Copy out every row below word for word, without changing anything.

**Entries supplied**
'''

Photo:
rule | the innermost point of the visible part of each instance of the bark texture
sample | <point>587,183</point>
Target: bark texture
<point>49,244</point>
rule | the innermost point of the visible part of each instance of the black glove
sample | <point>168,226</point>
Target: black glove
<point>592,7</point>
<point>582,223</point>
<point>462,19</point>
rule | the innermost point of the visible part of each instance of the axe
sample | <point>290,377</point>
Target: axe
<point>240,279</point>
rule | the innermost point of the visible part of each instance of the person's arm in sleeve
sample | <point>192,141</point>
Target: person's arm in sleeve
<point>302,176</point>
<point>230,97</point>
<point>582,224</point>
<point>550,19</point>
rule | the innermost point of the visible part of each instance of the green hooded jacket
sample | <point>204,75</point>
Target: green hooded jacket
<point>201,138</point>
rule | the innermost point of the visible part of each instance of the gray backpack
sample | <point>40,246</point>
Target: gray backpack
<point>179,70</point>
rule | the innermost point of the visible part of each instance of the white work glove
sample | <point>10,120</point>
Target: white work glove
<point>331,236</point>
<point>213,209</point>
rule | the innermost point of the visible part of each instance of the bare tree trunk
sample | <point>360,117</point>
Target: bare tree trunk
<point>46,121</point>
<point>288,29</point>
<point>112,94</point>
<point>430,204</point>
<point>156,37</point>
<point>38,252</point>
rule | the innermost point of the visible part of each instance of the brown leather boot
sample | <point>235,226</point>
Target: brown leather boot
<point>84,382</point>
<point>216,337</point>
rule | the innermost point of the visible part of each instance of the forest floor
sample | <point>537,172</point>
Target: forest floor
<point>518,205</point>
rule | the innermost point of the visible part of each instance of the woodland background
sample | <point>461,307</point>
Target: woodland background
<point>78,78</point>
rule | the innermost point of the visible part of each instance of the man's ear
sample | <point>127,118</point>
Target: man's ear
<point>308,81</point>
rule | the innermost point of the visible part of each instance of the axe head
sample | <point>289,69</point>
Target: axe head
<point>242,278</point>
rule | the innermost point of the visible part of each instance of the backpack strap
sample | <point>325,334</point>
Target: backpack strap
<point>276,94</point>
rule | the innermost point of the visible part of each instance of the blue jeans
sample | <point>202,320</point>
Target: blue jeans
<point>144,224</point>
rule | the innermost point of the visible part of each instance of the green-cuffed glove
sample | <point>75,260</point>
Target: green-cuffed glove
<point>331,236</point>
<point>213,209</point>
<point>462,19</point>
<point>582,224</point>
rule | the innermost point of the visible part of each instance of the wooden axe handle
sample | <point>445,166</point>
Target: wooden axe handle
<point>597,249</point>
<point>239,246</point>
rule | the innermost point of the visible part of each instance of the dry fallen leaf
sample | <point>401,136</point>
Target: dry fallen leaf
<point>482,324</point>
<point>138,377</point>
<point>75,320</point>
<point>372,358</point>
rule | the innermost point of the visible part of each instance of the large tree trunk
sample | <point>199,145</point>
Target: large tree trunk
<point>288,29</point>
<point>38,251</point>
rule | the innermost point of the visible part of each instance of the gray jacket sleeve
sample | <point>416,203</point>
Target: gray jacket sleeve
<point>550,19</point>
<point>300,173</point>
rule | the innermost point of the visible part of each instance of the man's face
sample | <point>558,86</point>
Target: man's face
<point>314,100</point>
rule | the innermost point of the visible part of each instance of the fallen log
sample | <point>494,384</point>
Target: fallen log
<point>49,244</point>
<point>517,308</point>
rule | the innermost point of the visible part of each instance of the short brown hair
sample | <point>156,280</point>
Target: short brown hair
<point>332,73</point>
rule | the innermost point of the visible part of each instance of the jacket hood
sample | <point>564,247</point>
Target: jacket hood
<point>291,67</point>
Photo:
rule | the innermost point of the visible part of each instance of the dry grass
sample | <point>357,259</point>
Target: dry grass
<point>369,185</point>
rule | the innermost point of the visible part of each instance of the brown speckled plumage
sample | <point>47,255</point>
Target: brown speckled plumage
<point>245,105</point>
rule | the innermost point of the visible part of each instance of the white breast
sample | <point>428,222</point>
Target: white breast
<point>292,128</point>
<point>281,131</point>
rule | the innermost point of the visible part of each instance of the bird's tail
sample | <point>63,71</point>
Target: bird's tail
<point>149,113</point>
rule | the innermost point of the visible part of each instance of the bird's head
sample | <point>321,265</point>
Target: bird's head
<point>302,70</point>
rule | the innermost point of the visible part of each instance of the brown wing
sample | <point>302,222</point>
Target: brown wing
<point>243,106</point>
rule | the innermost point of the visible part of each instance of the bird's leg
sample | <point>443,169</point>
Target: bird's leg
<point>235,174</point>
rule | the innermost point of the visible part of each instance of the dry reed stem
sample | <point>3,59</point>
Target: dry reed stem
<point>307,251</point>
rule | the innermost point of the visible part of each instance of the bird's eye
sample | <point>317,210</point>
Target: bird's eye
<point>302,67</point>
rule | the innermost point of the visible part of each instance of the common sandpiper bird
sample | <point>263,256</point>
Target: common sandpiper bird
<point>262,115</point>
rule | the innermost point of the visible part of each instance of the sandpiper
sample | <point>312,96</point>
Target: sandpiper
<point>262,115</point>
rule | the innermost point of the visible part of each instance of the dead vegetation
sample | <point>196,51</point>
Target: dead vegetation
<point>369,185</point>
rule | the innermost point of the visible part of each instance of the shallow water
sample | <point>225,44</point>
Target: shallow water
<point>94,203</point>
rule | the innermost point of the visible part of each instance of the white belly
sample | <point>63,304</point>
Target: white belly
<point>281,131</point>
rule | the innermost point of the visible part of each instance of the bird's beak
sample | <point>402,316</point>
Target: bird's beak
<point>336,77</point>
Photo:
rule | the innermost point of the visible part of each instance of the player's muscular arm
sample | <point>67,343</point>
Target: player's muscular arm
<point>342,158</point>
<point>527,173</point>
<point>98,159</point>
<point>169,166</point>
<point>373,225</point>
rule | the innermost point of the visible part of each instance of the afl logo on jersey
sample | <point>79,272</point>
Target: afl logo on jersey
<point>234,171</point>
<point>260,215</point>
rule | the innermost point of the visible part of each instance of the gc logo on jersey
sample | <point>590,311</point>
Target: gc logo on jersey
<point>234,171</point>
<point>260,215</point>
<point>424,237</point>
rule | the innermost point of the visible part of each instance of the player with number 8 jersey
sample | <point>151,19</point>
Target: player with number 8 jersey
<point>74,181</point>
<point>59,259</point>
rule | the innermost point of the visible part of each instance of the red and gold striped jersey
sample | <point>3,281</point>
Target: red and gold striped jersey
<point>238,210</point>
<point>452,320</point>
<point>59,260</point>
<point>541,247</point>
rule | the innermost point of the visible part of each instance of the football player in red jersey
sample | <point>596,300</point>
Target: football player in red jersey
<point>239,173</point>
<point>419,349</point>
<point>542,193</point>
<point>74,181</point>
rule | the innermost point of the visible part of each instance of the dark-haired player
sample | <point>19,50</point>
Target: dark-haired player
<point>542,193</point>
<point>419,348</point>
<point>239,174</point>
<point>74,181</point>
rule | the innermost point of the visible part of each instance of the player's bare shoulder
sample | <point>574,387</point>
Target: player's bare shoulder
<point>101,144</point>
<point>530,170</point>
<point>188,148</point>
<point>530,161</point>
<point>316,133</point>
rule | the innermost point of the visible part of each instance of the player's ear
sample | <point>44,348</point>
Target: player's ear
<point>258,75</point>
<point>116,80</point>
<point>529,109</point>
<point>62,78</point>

'''

**Complete output**
Photo:
rule | the innermost point of the visible part of each instance of the bark texture
sample | <point>587,183</point>
Target: bark texture
<point>49,244</point>
rule | the innermost point of the visible part of each instance of the black glove
sample | <point>168,226</point>
Target: black glove
<point>592,7</point>
<point>582,223</point>
<point>462,19</point>
rule | the innermost point of the visible part of each instance of the axe
sample | <point>290,377</point>
Target: axe
<point>240,279</point>
rule | the innermost point of the visible part of each instance of the person's arm in sleeve
sample | <point>192,141</point>
Target: person's arm in sleeve
<point>302,176</point>
<point>230,97</point>
<point>582,224</point>
<point>550,19</point>
rule | the innermost point of the visible part of each instance of the green hooded jacket
sample | <point>204,75</point>
Target: green hooded jacket
<point>201,138</point>
rule | the innermost point of the visible part of each instance of the gray backpack
sample | <point>40,246</point>
Target: gray backpack
<point>179,70</point>
rule | the innermost point of the visible part of each instance of the white work glove
sample | <point>10,120</point>
Target: white work glove
<point>331,236</point>
<point>213,209</point>
rule | the innermost point of the visible part of each instance of the bare tree trunk
sample | <point>360,117</point>
Target: bare tree trunk
<point>46,121</point>
<point>288,29</point>
<point>112,94</point>
<point>430,204</point>
<point>156,37</point>
<point>38,252</point>
rule | the innermost point of the visible part of each instance of the brown leather boot
sample | <point>235,226</point>
Target: brown leather boot
<point>84,382</point>
<point>216,337</point>
rule | the innermost point of the visible part of each instance of the forest floor
sample | <point>537,172</point>
Target: forest floor
<point>518,205</point>
rule | the innermost point of the visible part of each instance of the woodland background
sample | <point>461,307</point>
Target: woodland background
<point>78,78</point>
rule | the innermost point of the visible part of each instance of the man's ear
sample | <point>127,118</point>
Target: man's ear
<point>308,81</point>
rule | the innermost point of the visible part of each instance of the axe head
sample | <point>289,69</point>
Target: axe head
<point>242,278</point>
rule | the innermost point of the visible part of each instance of the backpack strap
sample | <point>325,334</point>
Target: backpack strap
<point>276,94</point>
rule | the innermost point of the visible part of each instance of the blue jeans
sample | <point>202,320</point>
Target: blue jeans
<point>144,224</point>
rule | the innermost point of the visible part of each instance of the green-cuffed glove
sample | <point>75,260</point>
Target: green-cuffed glove
<point>331,236</point>
<point>213,209</point>
<point>462,19</point>
<point>582,224</point>
rule | the innermost point of the visible part of each instance of the wooden axe handle
sample | <point>445,166</point>
Target: wooden axe handle
<point>597,249</point>
<point>239,246</point>
rule | the innermost point of the visible part of each instance of the dry fallen leaf
sample | <point>401,136</point>
Target: dry fallen leaf
<point>482,324</point>
<point>138,377</point>
<point>75,320</point>
<point>372,358</point>
rule | the innermost point of the visible part of each instance of the large tree trunk
sample | <point>199,145</point>
Target: large tree trunk
<point>288,29</point>
<point>38,251</point>
rule | the innermost point of the visible part of each instance of the gray jacket sleeve
sample | <point>416,203</point>
Target: gray jacket sleeve
<point>550,19</point>
<point>300,173</point>
rule | the innermost point of the visible part of each instance of the man's face
sample | <point>558,86</point>
Target: man's face
<point>314,100</point>
rule | the innermost point of the visible part of each instance of the fallen log
sample | <point>494,384</point>
Target: fallen log
<point>49,244</point>
<point>517,308</point>
rule | the innermost point of the visible part of each instance of the short brown hair
sample | <point>156,280</point>
Target: short brown hair
<point>332,73</point>
rule | the innermost point of the visible part of each instance of the jacket hood
sample | <point>564,247</point>
Target: jacket hood
<point>291,67</point>
Photo:
rule | the innermost point of the visible part of each instance of the dry grass
sample | <point>357,259</point>
Target: dry grass
<point>369,185</point>
rule | the innermost point of the visible part of each instance of the brown speckled plumage
sample | <point>47,255</point>
Target: brown speckled plumage
<point>245,105</point>
rule | the innermost point of the visible part of each instance of the white breast
sample | <point>428,222</point>
Target: white breast
<point>292,128</point>
<point>281,131</point>
rule | the innermost point of the visible part of each instance of the bird's tail
sample | <point>63,71</point>
Target: bird's tail
<point>149,113</point>
rule | the innermost point of the visible part of each instance of the bird's head
sample | <point>321,265</point>
Target: bird's head
<point>302,70</point>
rule | the innermost point of the visible part of each instance of the brown wing
sample | <point>302,222</point>
Target: brown wing
<point>243,106</point>
rule | the innermost point of the visible part of each instance of the bird's leg
sample | <point>443,169</point>
Target: bird's leg
<point>235,174</point>
rule | the innermost point of the visible part of each instance of the dry reed stem
sample | <point>3,59</point>
Target: dry reed stem
<point>307,251</point>
rule | the innermost point of the visible part of each instance of the bird's eye
sample | <point>317,210</point>
Target: bird's eye
<point>302,67</point>
rule | the innermost point of the visible part of each instance of the common sandpiper bird
sample | <point>263,256</point>
Target: common sandpiper bird
<point>262,115</point>
rule | the innermost point of the visible part of each instance of the sandpiper
sample | <point>312,96</point>
Target: sandpiper
<point>262,115</point>
rule | the innermost point of the visible part of each instance of the dead vegetation
sample | <point>196,51</point>
Target: dead vegetation
<point>369,185</point>
rule | the innermost point of the visible part of each instance of the shallow water
sample | <point>225,44</point>
Target: shallow water
<point>94,203</point>
rule | the innermost point of the visible part of each instance of the white belly
sample | <point>63,304</point>
Target: white belly
<point>281,131</point>
rule | the innermost point of the visible part of each instance of the bird's beak
sample | <point>402,316</point>
Target: bird's beak
<point>336,77</point>
Photo:
rule | the innermost point of the visible part of each instance of the player's muscular arm
sample | <point>67,343</point>
Target: player's muscular arm
<point>342,158</point>
<point>527,173</point>
<point>98,159</point>
<point>169,166</point>
<point>373,225</point>
rule | the innermost point of the visible part of each instance of the afl logo on jersey
sample | <point>79,272</point>
Target: afl logo on jersey
<point>234,171</point>
<point>260,215</point>
rule | the innermost point of the visible part of each instance of the gc logo on jersey
sample | <point>590,311</point>
Target: gc logo on jersey
<point>234,171</point>
<point>260,215</point>
<point>424,237</point>
rule | the innermost point of the visible part of each instance of the player with number 8 jersey
sample | <point>151,19</point>
Target: player with number 8 jersey
<point>74,181</point>
<point>59,259</point>
rule | the innermost point of the visible part of each instance of the red and gold striped jersey
sample | <point>3,281</point>
Target: red and gold striped jersey
<point>238,210</point>
<point>452,320</point>
<point>59,260</point>
<point>541,247</point>
rule | the innermost point of the visible part of each instance of the football player in red jersey
sample | <point>596,300</point>
Target: football player in red jersey
<point>239,173</point>
<point>419,349</point>
<point>542,193</point>
<point>74,181</point>
rule | the innermost point of the visible part of each instance of the dark-haired player
sample | <point>19,50</point>
Target: dark-haired player
<point>542,193</point>
<point>419,348</point>
<point>239,174</point>
<point>74,181</point>
rule | the innermost point of the visible part of each instance of the player's bare shoulder
sample | <point>574,387</point>
Target: player's bare shoulder
<point>101,144</point>
<point>530,170</point>
<point>188,148</point>
<point>530,161</point>
<point>316,133</point>
rule | the innermost point of the visible part of each instance of the player's ear
sample | <point>44,348</point>
Target: player's ear
<point>258,75</point>
<point>116,80</point>
<point>529,109</point>
<point>62,78</point>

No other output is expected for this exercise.